_ACTION ITEM A_
According to the passage on fairness in vision models, which evaluated LVLM performs best overall?
_ACTION ITEM B_
Extend the passage on fairness in vision models, picking up after its final sentence.

_GIVEN PASSAGE_
LVLMs are not inherently fairer: Qwen2.5-VL 72B is the best overall among evaluated LVLMs, but still shows obvious group gaps on harder datasets like CelebA and Facet. Worst-group accuracy is often lower than even ERM (e.g., LLaVA-1.6-34B ACC is only 44.83 with a Worst of 32.69 and Gap as high as 20.75). Even with debiasing methods like FairerCLIP/SFID, BLIP-2 and CLIP do not truly solve the problem.
Scaling up is not enough: Increasing LVLM size (e.g., Gemma-3-27B, Llama3.2-90B) improves average accuracy, but group gaps remain non-trivial or sometimes even increase. The fairness gains from switching model families far outweigh those from simple scaling, suggesting training protocols dictate fairness more than model size.

Highlights & Insights¶

Promoting ERM from a "weak target" to a "strong reference": DTO selection puts the baseline near the Pareto front, making the counter-intuitive conclusion that "debiasing methods struggle to beat ERM" credible. This is the most impactful design of the benchmark, directly questioning SOTA claims of various debiasing works.
FWH quadrants turn abstract trade-offs into actionable rules: The four-quadrant classification based on per-group accuracy relative to ERM provides much more information than a single gap number, distinguishing "true harmlessness / compromise / double harm / exacerbation."
"Family > Scale" as a transferable conclusion: In fairness-sensitive scenarios, model/architecture selection should precede scaling. This empirical insight is practical and resource-saving for deployment.

Limitations & Future Work¶

Focuses only on group fairness, explicitly excluding individual fairness and counterfactual fairness (which are difficult to define for images as they require individual similarity functions or causal graphs).

_DATA_

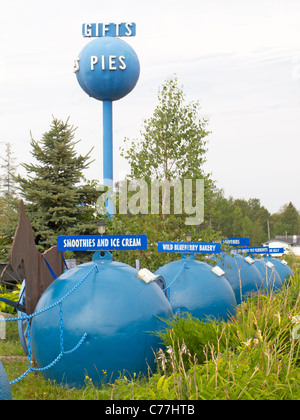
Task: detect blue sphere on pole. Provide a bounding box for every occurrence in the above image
[74,36,140,101]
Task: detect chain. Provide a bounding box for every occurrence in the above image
[0,264,99,385]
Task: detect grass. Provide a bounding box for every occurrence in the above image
[0,262,300,400]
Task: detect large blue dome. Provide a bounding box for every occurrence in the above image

_RESULT A_
Qwen2.5-VL 72B

_RESULT B_
Due to compute constraints, not all sensitive attributes were exhausted (e.g., gender in UTKFace was not used); only attributes with obvious gaps were selected, potentially missing latent bias dimensions.
Acknowledges that sources of bias (image quality/class imbalance/spurious correlations) often coexist at the dataset level, making attribution difficult.
The conclusions rely heavily on the premise of a "well-tuned ERM." It remains to be seen if ERM remains as strong if such large-scale HPO (>10,000 A100 hours) is unaffordable in practice.

vs MEDFAIR / FFB / ABCFair: Existing benchmarks are either limited to a single domain (MEDFAIR for medical, ABCFair for tabular) or use outdated methods with insufficient tuning (FFB). NH-Fair differs by offering a unified protocol across vision and LVLM + thorough HPO + no-harm criteria.
vs Debiasing Algorithms (GapReg/MCDP/GroupDRO/FSCL...): These methods claim effectiveness under specific settings. Bringing them to the same table with full HPO reveals most do not significantly outperform ERM. FSCL and data augmentation are among the few "harmless" paths that improve fairness while preserving accuracy.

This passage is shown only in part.